• Verilen metin:
────

أ ث م – ElifSeMim

MODERN LÜGAT

إثْم / İSM
kabahat, suç, kötülük, kusur, vebal, günah

أَثام / ASaM
günahın cezası, günah

EL-MÜFREDAT Fİ GARİBİL KURAN (Ragıb El-İsfehani) Kelime İncelemesi;

إثْم ve آثَام kişiyi sevaptan geri bırakan/hayırdan alıkoyan işlerin adıdır; çoğulu, آثَامٌ şeklindedir.

Yavaş yürüyüp geç kalma anlamı da olduğundan şair bu anlamda şöyle demektedir:
6- جمَاِليَةٌ تَغْتَلِي بِالرَّادِفِ *** إذَا كَذَّبَ اْلآثِمَاتُ الْهَجِيرَا
6- İri dişi deve; ikinci bir biniciyle hızlı gider;
Yavaş giden develer, gün ortasında yalanladıkları zaman.

────

• Satır listesi:
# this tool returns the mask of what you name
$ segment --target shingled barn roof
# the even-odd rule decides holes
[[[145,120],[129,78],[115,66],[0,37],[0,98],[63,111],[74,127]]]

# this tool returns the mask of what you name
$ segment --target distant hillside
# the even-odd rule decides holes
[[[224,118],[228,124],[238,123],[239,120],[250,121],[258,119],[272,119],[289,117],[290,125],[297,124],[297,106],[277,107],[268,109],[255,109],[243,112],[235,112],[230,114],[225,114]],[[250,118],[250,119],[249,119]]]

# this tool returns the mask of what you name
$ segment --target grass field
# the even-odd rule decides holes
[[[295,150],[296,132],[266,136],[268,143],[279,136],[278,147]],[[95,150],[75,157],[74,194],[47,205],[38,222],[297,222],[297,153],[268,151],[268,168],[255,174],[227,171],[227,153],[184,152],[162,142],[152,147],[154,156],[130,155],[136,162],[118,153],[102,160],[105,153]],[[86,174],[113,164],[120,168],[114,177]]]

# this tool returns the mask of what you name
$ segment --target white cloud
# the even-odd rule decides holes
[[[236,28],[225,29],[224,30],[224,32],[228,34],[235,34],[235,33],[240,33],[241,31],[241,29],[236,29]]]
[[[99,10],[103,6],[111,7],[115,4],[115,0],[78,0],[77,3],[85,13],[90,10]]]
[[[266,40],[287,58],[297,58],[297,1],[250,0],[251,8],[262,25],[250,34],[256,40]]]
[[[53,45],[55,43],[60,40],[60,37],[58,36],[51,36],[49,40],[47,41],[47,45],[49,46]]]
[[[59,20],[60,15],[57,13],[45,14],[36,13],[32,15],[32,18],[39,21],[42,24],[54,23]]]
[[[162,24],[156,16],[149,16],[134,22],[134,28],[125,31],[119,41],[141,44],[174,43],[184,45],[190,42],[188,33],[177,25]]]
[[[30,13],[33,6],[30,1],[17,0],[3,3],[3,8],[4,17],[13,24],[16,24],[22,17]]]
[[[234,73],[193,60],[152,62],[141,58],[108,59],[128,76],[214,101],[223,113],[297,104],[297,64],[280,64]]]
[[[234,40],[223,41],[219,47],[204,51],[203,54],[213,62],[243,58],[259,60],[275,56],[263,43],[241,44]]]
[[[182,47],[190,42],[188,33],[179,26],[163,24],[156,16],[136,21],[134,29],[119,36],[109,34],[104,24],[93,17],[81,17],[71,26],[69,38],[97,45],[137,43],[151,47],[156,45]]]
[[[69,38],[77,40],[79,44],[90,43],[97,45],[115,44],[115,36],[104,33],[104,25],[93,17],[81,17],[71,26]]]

────

• Yönerge 1:
Sözlük maddesinde "EL-MÜFREDAT Fİ GARİBİL" ifadesiyle başlayıp aşağıda "ortasında yalanladıkları zaman." ifadesine kadar inen her şeyi aynen tekrar yazın.
• Yönerge 2:
Sözlük maddesine göre أَثام kelimesi hangi anlamlara gelir?
• Yönerge 3:
أ ث م kökünü inceleyen sözlük maddesini kaldığı yerden sürdürün.

• Yanıt 1:
EL-MÜFREDAT Fİ GARİBİL KURAN (Ragıb El-İsfehani) Kelime İncelemesi;

إثْم ve آثَام kişiyi sevaptan geri bırakan/hayırdan alıkoyan işlerin adıdır; çoğulu, آثَامٌ şeklindedir.

Yavaş yürüyüp geç kalma anlamı da olduğundan şair bu anlamda şöyle demektedir:
6- جمَاِليَةٌ تَغْتَلِي بِالرَّادِفِ *** إذَا كَذَّبَ اْلآثِمَاتُ الْهَجِيرَا
6- İri dişi deve; ikinci bir biniciyle hızlı gider;
Yavaş giden develer, gün ortasında yalanladıkları zaman.

• Yanıt 2:
Günahın cezası, günah.

• Yanıt 3:
فِيهِمَا إِثْمٌ كَبِيرٌ وَمَنَافِعُ لِلنَّاسِ : Onlarda büyük bir günâh vardır ve insanlar için birtakım menfaatler (2/Bakara 219); âyetindeki إثْمٌ içki ve kumarda hayırlardan alıkoyan bir özellik vardır, anlamındadır. Fiil, قَدْ أَثِمَ إثْمًا وَأثَامًا فَهُوَ آثِمٌ وَأثِيمٌ şeklinde kullanılır ve tüm anlamları bu merkezdedir. تَأَثَّمَ ise, günâhından kurtuldu demektir. Tıpkı تَحَوَّبَ büyük günâhından ve تَحَرَّجَ zorluğundan kurtuldu fiillerinde olduğu gibi.

Yalanın إثْم diye adlandırılması, günâh kapsamında yer almış olmasındandır. Bu, insanın hayvan diye adlandırılması gibidir. Çünkü, insan da hayvan kavramının kapsamında yer almaktadır.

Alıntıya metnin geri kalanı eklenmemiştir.